EXERCISE DESCRIPTION:
Give the number of lines in the records below that include "stone", and nothing more.

SOURCE RECORDS:

-- Opening Marker --

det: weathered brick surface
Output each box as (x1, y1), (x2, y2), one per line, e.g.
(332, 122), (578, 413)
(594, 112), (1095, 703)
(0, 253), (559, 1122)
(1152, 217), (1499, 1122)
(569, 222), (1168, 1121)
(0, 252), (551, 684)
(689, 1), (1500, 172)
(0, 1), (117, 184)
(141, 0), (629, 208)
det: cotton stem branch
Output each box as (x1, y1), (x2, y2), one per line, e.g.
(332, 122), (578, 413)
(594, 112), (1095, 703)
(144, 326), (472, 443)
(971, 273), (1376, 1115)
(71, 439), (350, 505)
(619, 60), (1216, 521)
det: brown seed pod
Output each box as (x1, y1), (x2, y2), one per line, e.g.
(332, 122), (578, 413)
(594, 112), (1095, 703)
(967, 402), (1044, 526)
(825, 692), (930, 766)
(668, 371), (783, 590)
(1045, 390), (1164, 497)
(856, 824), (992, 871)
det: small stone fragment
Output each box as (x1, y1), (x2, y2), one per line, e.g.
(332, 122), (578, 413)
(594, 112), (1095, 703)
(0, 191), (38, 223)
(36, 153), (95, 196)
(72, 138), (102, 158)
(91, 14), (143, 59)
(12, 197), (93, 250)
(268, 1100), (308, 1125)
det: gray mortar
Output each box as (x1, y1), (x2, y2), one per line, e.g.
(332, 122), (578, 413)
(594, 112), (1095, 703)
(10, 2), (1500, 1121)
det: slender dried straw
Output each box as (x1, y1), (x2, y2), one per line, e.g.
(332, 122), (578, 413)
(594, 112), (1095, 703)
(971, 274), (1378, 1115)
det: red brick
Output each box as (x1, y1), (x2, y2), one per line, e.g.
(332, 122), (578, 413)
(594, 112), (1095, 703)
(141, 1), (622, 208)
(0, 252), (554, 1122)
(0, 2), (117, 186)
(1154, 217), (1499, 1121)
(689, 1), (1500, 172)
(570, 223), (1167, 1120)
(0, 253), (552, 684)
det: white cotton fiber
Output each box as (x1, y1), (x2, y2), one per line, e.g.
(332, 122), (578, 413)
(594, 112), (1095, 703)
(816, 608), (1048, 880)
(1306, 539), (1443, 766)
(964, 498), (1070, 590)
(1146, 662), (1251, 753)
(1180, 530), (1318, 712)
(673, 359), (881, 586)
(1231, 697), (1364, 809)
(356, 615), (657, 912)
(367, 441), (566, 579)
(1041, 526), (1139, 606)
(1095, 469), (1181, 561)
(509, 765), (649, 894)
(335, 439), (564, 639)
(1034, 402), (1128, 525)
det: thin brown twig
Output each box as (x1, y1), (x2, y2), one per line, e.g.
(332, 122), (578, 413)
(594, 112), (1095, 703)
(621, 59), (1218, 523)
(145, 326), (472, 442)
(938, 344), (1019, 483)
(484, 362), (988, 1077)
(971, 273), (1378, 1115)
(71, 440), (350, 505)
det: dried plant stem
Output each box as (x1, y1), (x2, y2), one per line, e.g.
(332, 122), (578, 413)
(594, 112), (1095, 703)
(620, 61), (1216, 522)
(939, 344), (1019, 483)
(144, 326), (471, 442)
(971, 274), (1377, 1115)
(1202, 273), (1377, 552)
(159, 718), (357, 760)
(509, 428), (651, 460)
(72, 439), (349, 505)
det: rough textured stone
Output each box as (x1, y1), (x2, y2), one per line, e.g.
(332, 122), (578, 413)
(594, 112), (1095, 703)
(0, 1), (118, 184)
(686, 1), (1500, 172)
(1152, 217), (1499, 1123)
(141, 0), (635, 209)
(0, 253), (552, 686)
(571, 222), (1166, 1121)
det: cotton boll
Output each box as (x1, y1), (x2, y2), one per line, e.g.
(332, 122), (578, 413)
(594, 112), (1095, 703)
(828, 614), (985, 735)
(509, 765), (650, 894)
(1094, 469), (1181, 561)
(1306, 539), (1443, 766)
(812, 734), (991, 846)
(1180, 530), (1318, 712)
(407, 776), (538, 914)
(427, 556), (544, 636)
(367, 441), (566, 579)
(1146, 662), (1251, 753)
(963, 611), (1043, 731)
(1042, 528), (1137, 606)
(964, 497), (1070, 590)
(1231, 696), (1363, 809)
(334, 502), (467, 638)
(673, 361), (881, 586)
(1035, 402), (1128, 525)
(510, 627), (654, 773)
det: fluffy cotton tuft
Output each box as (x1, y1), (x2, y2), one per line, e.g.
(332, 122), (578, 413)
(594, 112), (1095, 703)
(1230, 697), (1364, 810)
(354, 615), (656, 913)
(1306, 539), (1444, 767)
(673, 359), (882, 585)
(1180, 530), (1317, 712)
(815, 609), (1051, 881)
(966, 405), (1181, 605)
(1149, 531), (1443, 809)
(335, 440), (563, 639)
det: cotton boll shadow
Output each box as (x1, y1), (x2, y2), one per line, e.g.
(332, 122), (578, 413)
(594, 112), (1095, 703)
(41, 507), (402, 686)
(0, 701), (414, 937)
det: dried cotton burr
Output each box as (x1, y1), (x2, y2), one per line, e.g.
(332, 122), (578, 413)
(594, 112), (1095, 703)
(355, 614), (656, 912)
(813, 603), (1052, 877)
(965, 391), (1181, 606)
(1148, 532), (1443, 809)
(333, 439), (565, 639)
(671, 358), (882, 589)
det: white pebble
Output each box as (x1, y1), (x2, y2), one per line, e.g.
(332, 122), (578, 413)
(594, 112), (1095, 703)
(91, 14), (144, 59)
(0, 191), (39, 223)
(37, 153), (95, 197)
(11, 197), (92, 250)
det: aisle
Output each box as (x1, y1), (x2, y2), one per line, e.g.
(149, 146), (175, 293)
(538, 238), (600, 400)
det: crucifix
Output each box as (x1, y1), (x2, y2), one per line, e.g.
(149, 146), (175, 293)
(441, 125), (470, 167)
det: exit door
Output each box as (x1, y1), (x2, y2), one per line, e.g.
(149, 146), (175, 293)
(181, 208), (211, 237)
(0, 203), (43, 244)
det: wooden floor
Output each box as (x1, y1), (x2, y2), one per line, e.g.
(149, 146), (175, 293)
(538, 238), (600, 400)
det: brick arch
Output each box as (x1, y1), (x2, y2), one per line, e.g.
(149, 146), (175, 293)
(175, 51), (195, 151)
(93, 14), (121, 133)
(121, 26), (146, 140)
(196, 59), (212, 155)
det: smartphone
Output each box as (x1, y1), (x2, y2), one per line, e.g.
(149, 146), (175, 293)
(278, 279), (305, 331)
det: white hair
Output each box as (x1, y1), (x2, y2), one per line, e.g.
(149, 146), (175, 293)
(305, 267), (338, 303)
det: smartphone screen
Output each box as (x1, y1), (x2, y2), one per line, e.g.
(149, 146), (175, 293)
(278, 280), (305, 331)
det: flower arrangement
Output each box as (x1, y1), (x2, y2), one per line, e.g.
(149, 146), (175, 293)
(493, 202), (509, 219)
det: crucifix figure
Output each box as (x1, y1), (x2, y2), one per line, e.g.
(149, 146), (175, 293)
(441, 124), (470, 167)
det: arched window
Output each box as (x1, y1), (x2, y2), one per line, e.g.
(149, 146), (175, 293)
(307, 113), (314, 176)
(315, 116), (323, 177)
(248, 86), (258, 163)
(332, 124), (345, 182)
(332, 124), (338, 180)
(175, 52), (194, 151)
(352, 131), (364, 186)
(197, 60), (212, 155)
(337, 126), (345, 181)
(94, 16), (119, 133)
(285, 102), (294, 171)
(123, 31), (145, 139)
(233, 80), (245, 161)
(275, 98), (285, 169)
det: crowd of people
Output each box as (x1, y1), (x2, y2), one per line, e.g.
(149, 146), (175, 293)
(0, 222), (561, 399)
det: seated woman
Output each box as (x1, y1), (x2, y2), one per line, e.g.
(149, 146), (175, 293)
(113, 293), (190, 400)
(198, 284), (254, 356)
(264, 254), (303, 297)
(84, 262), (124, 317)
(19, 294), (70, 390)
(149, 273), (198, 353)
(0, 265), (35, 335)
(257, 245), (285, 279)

-- Closing Marker --

SOLUTION:
2